» WHAT THIS TASK INVOLVES
Below are some records. Return exactly the lines from the one containing "Need: a point on every instance of the smiling" through the one containing "[(169, 135)]", both included, and only those.

-*-*-

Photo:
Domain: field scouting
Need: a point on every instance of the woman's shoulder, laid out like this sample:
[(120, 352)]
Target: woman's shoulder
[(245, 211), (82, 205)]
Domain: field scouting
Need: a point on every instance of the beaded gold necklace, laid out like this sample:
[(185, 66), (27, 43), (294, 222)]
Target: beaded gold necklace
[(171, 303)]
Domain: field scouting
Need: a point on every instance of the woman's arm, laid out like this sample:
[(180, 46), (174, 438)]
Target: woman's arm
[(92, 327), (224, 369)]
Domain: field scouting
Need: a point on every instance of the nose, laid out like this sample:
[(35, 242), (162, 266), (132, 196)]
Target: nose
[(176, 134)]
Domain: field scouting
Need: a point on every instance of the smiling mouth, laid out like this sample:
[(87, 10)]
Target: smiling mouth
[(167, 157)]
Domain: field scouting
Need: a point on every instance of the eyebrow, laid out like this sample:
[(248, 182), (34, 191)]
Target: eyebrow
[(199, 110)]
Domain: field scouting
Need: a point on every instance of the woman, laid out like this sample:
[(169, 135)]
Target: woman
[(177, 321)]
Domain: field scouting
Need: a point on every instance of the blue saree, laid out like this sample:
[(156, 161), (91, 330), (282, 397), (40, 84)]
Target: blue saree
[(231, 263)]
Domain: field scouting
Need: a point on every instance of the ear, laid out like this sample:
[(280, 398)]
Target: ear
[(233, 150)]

-*-*-

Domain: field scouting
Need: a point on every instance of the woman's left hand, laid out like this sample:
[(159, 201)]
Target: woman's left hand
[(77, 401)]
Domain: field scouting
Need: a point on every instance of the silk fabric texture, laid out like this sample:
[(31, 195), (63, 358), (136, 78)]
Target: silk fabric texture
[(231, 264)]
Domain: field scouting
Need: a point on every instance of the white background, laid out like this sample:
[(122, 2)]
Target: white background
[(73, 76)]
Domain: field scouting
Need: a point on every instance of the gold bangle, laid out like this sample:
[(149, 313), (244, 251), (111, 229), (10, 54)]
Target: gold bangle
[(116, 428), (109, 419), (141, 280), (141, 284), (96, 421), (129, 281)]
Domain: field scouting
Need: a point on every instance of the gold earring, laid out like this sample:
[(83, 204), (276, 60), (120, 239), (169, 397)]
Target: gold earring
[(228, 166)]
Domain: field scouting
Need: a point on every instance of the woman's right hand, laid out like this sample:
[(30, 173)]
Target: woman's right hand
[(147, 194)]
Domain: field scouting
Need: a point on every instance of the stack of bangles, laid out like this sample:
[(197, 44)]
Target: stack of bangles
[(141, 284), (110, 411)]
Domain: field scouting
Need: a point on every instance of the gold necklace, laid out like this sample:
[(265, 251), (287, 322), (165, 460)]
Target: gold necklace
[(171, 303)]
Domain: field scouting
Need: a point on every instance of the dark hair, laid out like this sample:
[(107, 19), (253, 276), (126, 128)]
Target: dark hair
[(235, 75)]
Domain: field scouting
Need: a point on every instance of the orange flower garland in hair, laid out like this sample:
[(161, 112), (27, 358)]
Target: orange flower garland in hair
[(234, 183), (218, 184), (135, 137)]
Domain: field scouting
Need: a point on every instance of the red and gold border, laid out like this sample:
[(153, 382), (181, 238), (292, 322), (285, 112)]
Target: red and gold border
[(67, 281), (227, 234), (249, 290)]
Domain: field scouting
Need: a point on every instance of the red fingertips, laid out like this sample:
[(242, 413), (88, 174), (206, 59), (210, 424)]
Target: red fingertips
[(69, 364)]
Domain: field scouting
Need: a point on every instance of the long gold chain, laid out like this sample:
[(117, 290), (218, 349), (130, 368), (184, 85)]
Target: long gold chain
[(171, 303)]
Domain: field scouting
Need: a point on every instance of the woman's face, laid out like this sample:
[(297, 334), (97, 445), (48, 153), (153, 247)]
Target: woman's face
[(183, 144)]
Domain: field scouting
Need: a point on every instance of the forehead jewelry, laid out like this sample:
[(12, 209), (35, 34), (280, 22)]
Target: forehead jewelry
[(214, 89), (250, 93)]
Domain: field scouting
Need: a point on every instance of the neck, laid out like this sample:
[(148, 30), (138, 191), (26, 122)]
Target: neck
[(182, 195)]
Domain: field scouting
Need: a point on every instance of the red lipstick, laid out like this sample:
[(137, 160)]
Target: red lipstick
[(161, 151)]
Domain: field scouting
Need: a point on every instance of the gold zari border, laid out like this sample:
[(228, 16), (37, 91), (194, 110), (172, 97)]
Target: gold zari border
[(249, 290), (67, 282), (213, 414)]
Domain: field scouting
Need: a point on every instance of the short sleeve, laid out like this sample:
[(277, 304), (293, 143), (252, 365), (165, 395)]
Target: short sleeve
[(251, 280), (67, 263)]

-*-*-

» REPLY TO THE TASK
Need: a point on every instance of the smiling mouth, laid out like this sample:
[(87, 10)]
Target: smiling mouth
[(167, 157)]
Domain: field scouting
Need: a point on every instance of the eyebrow, laid out like this sample:
[(248, 182), (34, 191)]
Target: eyebrow
[(199, 110)]
Domain: field scouting
Need: a point on every instance of the woman, laid out like this sample:
[(169, 135)]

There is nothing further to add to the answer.